Repeat every record below, word for word.

++++++

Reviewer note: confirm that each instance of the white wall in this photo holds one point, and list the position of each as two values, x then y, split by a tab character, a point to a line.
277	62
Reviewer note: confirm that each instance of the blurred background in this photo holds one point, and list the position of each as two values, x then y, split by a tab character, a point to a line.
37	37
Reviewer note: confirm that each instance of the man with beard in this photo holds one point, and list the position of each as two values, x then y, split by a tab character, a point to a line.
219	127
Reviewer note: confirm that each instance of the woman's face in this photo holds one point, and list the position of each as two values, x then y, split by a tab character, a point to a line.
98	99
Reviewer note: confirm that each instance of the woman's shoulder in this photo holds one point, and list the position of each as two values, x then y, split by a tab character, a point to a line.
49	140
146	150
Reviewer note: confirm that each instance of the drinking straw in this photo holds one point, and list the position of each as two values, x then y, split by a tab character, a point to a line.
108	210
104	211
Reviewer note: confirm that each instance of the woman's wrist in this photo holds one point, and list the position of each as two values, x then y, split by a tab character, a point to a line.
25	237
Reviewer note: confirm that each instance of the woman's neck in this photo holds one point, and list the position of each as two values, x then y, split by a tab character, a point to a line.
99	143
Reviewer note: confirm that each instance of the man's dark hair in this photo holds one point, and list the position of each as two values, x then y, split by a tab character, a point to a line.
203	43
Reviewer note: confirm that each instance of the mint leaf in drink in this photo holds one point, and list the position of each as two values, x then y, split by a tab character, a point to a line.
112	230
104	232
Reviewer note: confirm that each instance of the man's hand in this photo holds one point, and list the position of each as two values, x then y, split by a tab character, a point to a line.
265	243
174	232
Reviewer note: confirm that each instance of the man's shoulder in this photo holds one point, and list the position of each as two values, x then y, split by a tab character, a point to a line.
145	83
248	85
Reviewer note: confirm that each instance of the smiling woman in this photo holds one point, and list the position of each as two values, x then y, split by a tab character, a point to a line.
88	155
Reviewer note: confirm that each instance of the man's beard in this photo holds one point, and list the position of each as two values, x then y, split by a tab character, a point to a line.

++++++

* **Output for this task**:
Reviewer note: confirm that each instance of the white wall in this photo holds one point, and list the position of each as two values, x then y, split by a tab character, a point to a line.
277	62
Reviewer note: confirm that each instance of the blurred background in this photo holds one point, and list the position of each as two values, x then y, split by a tab character, a point to a line.
37	37
Reviewer note: confirm that each instance of the man with beard in this photo holds one point, and list the position of each as two values, x then y, split by a tab character, a point to a line.
219	127
Reviewer note: confirm that each instance of the woman's face in this photo holds one point, and list the position of each as two values, x then y, split by a tab character, a point to a line.
98	99
Reviewer note: confirm that each instance of the woman's shoulder in this photo holds one point, and list the position of each as two values, x then y, split by a tab character, a point to a line.
49	140
146	150
Reviewer note: confirm that each instance of the drinking straw in this photo holds one point, and list the position of each as two values, x then y, split by a tab character, a point to a line.
108	210
104	211
Reviewer note: confirm that each instance of the woman's wrist in this photo holds one point, and list the position of each as two values, x then y, split by a tab character, a point to a line.
25	237
Reviewer note: confirm that each instance of the woman's neck in this photo holds one point, and list the position of each as two values, x then y, split by a tab character, a point to a line.
99	143
Reviewer note: confirm that each instance of the man's dark hair in this photo holds one point, and list the position of each as two values, x then y, split by a tab character, a point to a line.
203	43
Reviewer note: confirm that each instance of the mint leaf in drink in this photo holds one point, and list the position of each as two values, x then y, split by a tab character, a point to a line.
112	230
104	232
Reviewer note: confirm that each instance of the man's hand in this photo holds one point, and list the position of each as two values, x then y, split by a tab character, a point to a line.
265	243
174	232
Reviewer note: confirm that each instance of the man's shoulder in this photo holds one point, and list the position of each as two values, x then y, split by a tab character, a point to a line.
145	83
248	85
Reviewer note: confirm that each instance of the smiling woman in this photo holds one point, and list the position of each as two values, x then y, split by a tab character, a point to a line.
88	155
Reviewer note: confirm that each instance of the man's beard in this photo holds one point, and list the position of each as two values, x then y, split by a tab character, a point to a line.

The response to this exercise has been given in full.